__Selection__:
____

Some brief updates for you today, starting with the Nanaimo by-election that was won comfortably by the NDP to retain its two-vote governing edge in the B.C. legislature.
I will spare you the horse-race commentary and backroom strategy that fill TV newscasts. What matters now is that the minority government carries on with its agenda, preparing a budget for Feb. 19 that will feature the NDP’s long-awaited poverty reduction plan.
That budget requires the support of the three-member B.C. Greens, but it’s the only vote in the near future where Premier John Horgan puts his government on the line. And it means more spending and likely more intervention in the housing market.
Housing was the overwhelming response to the government’s poverty plan consultation last year. The NDP has moved ahead with renter protection measures, limiting annual rent increases to inflation and urgent repair costs only, and making it more difficult to push tenants out to upgrade buildings.
This is popular with people who demand “universal basic housing” and such Utopian socialist goals. One problem with this kind of regulation is that it deters construction of supply that meets the demand. Moving to a new or renovated home brings a lower-priced unit onto the market.
The NDP doesn’t talk much about unclogging local government barriers to building, preferring to spend more on taxpayer-subsidized housing while squeezing property owners to pay for it.
• This brings me back to the “speculation and empty homes tax,” for which 1.6 million urban B.C. property owners are now being notified of the requirement to register and state the status of their homes and secondary properties.

____

__Stated task A__:
Answer these questions from the column on the Nanaimo by-election:
(i) On what date is the budget planned?
(ii) How many members do the B.C. Greens have?
(iii) How many urban B.C. property owners are being notified about the speculation and empty homes tax?
__Stated task B__: Turn the paragraph of the column on the Nanaimo by-election that begins "Housing was the overwhelming response" into a short list that keeps its main facts.
__Stated task C__: Reproduce the stretch of the column on the Nanaimo by-election from "That budget requires" through "to upgrade buildings.", renaming "NDP" as "New Democrats".

____

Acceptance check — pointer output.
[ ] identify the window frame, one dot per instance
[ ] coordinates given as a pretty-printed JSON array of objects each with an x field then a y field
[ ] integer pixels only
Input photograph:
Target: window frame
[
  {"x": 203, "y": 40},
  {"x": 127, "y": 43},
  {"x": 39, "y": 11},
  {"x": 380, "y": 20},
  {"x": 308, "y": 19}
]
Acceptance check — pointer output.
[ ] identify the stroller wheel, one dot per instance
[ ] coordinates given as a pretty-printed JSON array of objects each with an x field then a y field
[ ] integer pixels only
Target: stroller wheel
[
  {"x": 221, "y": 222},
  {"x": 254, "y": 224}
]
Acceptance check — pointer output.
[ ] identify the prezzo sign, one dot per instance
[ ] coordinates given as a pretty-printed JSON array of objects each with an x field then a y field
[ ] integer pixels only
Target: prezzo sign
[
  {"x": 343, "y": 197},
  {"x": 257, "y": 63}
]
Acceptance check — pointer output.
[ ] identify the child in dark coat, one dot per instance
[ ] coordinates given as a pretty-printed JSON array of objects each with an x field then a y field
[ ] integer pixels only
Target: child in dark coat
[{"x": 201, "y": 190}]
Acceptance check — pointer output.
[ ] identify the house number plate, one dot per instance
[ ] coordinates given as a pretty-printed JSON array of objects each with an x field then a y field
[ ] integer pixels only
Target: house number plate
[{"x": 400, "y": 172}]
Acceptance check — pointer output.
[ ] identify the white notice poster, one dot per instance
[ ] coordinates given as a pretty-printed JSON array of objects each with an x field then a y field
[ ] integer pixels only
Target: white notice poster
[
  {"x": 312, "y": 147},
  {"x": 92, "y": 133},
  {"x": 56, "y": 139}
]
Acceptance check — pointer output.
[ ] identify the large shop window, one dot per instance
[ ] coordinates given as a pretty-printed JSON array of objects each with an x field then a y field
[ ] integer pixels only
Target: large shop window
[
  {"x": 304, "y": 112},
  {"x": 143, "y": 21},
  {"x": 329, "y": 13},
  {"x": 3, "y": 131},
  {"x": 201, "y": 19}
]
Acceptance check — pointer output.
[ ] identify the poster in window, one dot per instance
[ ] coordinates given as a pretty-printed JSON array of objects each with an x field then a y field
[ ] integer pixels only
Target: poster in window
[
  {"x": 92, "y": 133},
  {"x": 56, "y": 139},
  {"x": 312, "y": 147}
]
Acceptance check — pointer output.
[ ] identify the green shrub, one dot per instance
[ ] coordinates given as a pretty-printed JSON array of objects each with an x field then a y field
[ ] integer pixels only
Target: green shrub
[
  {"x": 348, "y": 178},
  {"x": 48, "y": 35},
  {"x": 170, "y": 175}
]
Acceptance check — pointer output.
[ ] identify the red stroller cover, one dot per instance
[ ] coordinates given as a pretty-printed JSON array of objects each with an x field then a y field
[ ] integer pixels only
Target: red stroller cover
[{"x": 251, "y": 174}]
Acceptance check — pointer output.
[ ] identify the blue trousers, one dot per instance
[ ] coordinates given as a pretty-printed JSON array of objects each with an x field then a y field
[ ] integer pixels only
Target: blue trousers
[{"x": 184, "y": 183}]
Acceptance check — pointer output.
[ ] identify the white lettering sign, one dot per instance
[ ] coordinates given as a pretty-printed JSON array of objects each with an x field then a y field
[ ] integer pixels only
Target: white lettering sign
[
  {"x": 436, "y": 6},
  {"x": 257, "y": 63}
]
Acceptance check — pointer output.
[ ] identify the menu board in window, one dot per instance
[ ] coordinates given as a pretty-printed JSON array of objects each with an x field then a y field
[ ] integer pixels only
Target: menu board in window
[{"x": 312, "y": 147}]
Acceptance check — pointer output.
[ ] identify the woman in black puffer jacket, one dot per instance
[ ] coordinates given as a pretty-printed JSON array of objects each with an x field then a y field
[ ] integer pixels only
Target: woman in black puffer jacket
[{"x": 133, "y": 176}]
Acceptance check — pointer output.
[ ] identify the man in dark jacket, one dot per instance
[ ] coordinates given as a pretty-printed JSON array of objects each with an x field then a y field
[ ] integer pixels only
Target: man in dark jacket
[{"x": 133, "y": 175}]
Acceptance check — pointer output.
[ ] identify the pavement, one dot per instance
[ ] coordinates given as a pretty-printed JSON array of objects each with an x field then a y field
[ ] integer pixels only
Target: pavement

____

__Full output A__:
(i) Feb. 19
(ii) Three
(iii) 1.6 million

__Full output B__:
- Housing was the overwhelming response to last year's consultation on the government's poverty plan.
- The NDP has moved ahead with renter protection measures.
- Annual rent increases are limited to inflation and urgent repair costs only.
- Pushing tenants out to upgrade buildings has become more difficult.

__Full output C__:
That budget requires the support of the three-member B.C. Greens, but it’s the only vote in the near future where Premier John Horgan puts his government on the line. And it means more spending and likely more intervention in the housing market.
Housing was the overwhelming response to the government’s poverty plan consultation last year. The New Democrats has moved ahead with renter protection measures, limiting annual rent increases to inflation and urgent repair costs only, and making it more difficult to push tenants out to upgrade buildings.